Text segment.
大原 Pure Voices in the Mist

Today I would like to talk about the other three temples I visited with my parents when we went to Ohara, a town just North of Kyoto. These three temples are united in their purpose, as all three are Tendai sect temples dedicated to the practice of Shomyo, a type of Buddhist chant that has existed in Japan since the 9th century.

The first temple I would like to talk about is also the oldest of the group. Raigo-in 来迎院, was founded by the great teacher En-nin in the 850s especially for monks to practise the new art of Shomyo 声明 (meaning ‘pure voice’). Shomyo is a Buddhist chant practised by both Tendai and Shingon sects. The chants follow a pentatonic scale, also known as the Yo scale, which follows the pattern D E G A B in Western musical notation. This means there are no semitone gaps (such as a black and white key next to each other on a piano), instead there are gaps of two or three semitones. This makes the scale sound ‘happy’ and prevents any clashing chords. Shomyo is said to have influenced a lot of Japanese folk music and vocal style.

While Raigo-in itself was not particularly spectacular, featuring a simple garden and hall with statues of worship, the path behind the temple leads to a beautiful waterfall known as 音無の滝 – “waterfall without sound”. It was given this name when Ryonin, another great teacher, came to visit Raigo-in. He went to meditate by the falls and declared in a magic spell that the falls must not drown out the sounds of the Buddhist chants. The falls are said to have fallen silent. I can tell you that the falls are definitely not silent, and make the normal amount of noise for a waterfall, so perhaps the spell has worn off. Nevertheless, they are very pretty.

The next temple on our musical pilgrimage is Jikko-in 実光院, my favourite temple of the three. This temple was founded in 1013 and was also intended for Shomyo practice. As we entered we were instructed to ring a gong, presumably as part of the tradition of this particular temple. We bought tea tickets (temple entrance fee + tea fee) and sat in the temple building looking out into the gardens. The gardens feature cherry blossoms that bloom all year round, with a spectacular weeping cherry right in the centre.

The pond at Jikko-in was designed so that the nearer side of the pond represents everyday life and the further side represents paradise. The pond is also said to be in the shape of the tradditional Chinese character for heart 心, though I couldn’t really tell. Really beautiful gardens and definitely worth visiting – it is very close to Sanzen-in, the main attraction of the area, so it could be a good secondary stop.

Finally we visited Shorin-in 勝林院, very close to Jikko-in. This temple was founded in 1013 by En-nin’s disciple. It was also intended to allow monks to practice Shomyo and the temple featured a Shomyo audio display (you press a button and shomyo chants play in the temple hall). This temple is famous for the Ohara Mondo, or Discussion at Ohara, in which Kenshin of the Tendai sect invited a teacher of Pure Land Buddhism (a rival sect) to discuss faith. It is said that during their discussion the principle Buddha statue of the temple dispersed light from his hand and enlightened the listening masses.

Record excerpts.
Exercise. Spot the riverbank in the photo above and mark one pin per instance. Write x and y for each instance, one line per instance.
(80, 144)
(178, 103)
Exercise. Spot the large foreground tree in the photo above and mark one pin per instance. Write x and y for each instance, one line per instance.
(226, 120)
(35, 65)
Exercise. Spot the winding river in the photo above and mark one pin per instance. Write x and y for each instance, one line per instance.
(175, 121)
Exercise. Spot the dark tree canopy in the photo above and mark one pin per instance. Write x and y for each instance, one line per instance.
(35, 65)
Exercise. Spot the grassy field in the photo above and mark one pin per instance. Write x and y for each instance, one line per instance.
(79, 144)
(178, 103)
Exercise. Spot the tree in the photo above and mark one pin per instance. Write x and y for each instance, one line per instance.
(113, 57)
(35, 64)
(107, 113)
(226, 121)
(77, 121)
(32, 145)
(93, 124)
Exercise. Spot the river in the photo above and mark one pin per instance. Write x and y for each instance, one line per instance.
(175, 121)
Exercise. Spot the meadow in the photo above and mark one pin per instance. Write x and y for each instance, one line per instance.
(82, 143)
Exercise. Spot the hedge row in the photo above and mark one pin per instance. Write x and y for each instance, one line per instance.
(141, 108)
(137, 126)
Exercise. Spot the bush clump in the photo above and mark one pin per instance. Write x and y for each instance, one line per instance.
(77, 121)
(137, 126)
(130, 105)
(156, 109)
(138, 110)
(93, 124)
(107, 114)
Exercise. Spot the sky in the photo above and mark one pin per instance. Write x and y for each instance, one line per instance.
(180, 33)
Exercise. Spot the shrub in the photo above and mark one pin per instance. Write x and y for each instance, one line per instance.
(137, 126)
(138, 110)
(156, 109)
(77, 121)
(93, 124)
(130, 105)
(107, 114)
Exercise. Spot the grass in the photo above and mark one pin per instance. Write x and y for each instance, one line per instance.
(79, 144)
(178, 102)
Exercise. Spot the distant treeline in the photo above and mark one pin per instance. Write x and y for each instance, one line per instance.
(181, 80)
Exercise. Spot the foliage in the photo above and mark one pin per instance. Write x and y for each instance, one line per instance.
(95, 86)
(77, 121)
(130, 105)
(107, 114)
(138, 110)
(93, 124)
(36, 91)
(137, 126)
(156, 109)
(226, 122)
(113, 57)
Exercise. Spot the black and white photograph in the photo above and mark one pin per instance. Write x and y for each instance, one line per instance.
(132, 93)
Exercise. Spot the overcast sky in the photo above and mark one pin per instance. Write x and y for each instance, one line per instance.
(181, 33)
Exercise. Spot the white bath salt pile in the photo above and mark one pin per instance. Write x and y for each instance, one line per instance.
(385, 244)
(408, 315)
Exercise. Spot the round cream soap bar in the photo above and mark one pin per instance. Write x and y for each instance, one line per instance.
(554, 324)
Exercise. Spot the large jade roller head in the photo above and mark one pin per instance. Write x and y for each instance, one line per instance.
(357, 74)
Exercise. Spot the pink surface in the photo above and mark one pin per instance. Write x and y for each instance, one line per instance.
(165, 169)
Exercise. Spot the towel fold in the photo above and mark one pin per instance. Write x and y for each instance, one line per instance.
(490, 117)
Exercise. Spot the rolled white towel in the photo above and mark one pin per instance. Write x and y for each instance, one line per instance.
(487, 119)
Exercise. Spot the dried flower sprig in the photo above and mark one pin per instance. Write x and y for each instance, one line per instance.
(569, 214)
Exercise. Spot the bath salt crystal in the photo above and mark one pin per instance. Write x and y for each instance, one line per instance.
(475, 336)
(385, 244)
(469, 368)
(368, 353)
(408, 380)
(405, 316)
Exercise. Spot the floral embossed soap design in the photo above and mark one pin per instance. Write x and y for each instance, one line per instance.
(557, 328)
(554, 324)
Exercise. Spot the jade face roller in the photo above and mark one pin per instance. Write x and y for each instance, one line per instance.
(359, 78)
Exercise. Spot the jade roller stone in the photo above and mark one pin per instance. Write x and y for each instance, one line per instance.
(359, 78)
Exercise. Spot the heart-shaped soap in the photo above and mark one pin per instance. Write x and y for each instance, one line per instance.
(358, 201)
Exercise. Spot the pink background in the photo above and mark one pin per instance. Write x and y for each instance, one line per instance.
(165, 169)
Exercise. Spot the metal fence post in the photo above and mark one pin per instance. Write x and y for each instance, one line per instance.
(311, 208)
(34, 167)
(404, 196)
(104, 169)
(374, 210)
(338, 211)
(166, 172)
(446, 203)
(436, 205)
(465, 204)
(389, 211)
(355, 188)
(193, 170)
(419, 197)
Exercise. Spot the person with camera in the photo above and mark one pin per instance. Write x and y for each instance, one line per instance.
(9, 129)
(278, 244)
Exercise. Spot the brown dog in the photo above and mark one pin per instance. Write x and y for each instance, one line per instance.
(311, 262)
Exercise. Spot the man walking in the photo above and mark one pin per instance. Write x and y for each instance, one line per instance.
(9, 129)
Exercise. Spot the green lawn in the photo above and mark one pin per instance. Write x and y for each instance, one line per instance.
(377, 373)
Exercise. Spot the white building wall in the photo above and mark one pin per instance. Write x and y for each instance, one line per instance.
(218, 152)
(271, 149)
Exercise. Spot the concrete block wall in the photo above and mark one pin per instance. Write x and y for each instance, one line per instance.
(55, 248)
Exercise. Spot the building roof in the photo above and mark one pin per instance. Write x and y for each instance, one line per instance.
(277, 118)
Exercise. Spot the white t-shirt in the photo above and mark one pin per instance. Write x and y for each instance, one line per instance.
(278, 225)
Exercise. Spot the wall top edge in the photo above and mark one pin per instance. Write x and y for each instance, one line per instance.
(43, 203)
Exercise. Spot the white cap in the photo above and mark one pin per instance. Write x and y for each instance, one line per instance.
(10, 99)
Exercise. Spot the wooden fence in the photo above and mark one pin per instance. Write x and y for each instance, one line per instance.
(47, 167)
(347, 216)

What to do. Extend the piece about the Shomyo temples of Ohara, picking up after its last sentence. The material comes from a separate source and has no connection to the Ohara text.

Reply.
This temple is also not as spectacular as those surrounding it but the hall itself was beautifully carved with images of dragons and flowers. The sound display inside also gave us an idea of what all these temples are dedicated to.

After we had visited the 5 temples I have covered so far in today’s and yesterday’s blogs, we set off for a walk through the mountains to Kurama (which I have covered here and here). We followed the Tokai Nature Trail, a trail that spans over 1,000 miles of Japan. We got a little lost initially and ended up walking along the road for a good portion, but we eventually found the path.

It was a rather rainy and misty day, and we got a little damp, but I really liked the effect of the mist on the mountains. We saw some parts of the mountains in Kyoto that most people don’t visit and got a good amount of exercise (those hills are steep!). We were a little nervous about the signs that warned about bear sightings in the area, though I understand that they are very rare and the Japanese subspecies is much smaller than those in the rest of Asia, weighing 60 – 120kg. I still wouldn’t want to run into one, but they seem less scary than a grizzly bear.

We also met a very pretty cat that was hiding from the rain in a bush by the path.

There were a number of small travellers’ shrines on the path through the mountains, including one shrine that told the tale of a monk walking through the mountains who had seen a vision of the Buddha. A convenient story as no one else was around, but he got his little plaque on a mountain road nonetheless. We were hoping for a view of the town from the top but the trees were so tall and thick we couldn’t see anything.

We eventually arrived in Kurama after around two and a half hours of walking and got the train back down to Demachiyanagi station. It was a really good day out despite the weather.

Apologies if this blog took longer to load; I’ve had to switch image hosting from WordPress to Dropbox due to running out of space. I will be compressing my images in future so as to save space and hopefully improve loading times. 

大原 Blood on the Ceilings, Princes in the Halls

Today I want to tackle one of my ‘temple knots’ – when I visit several temples in a day, it can take me a lot of effort to sort them, research the history and edit the photos in order to blog about them. I think I have finally completed my research on Ohara: the sequel – I have already visited Ohara (see here), but I returned with my parents to see the other temples and walk over the mountains to Kurama. As we did a lot I’ll split the day into a few posts. Today I want to talk about the two temples that I enjoyed the most.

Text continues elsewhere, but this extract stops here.